* _Records from a data collection_:
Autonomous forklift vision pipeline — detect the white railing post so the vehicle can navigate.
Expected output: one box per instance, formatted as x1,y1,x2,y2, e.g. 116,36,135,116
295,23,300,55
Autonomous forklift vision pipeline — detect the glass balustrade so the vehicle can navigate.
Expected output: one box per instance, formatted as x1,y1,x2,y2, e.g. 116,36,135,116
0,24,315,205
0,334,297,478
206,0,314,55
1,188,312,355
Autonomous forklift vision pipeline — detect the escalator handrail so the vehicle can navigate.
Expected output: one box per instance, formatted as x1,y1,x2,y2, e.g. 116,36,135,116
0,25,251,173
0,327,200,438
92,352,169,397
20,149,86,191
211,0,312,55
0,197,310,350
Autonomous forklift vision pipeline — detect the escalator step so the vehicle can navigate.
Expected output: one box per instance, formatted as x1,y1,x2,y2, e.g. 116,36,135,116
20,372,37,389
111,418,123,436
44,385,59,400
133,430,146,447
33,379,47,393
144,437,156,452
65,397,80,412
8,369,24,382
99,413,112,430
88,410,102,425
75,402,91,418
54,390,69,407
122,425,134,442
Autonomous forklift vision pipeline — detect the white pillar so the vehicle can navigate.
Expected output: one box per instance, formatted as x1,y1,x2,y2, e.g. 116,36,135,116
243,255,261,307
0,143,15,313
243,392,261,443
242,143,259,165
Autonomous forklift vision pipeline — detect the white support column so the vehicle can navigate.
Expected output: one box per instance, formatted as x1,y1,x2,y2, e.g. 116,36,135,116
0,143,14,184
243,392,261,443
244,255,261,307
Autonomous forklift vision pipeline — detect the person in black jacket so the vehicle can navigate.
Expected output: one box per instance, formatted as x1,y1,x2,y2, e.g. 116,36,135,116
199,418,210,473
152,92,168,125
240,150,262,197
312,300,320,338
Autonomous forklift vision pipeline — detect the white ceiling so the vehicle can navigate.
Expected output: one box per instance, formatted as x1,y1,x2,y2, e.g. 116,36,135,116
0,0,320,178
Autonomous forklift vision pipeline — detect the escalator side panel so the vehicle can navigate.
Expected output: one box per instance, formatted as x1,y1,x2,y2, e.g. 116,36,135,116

* _TASK DESCRIPTION_: Reproduce the data between the lines holding "Autonomous forklift vision pipeline — detect the white support" and "312,300,320,338", inclusive, with every bounding-box coordinate in the answers multiplied by 1.45 and rounded to the nearest whole number, halves rounded up. Keep all other text unchanged, including the format samples.

* _RESULT_:
Autonomous forklift vision pipeline — detect the white support column so the vehicle can navigate.
Expected output: one box per instance, formatted as x1,y1,x2,y2, e.g. 116,36,135,116
0,207,20,267
352,568,378,642
354,370,378,445
Autonomous forklift vision pipeline — detect the person in black jacket so the vehicle can navigate.
Expected output: one box per instance, formatted as x1,y1,x2,y2, e.g. 116,36,135,116
289,606,305,686
220,133,244,181
348,218,380,286
452,435,464,490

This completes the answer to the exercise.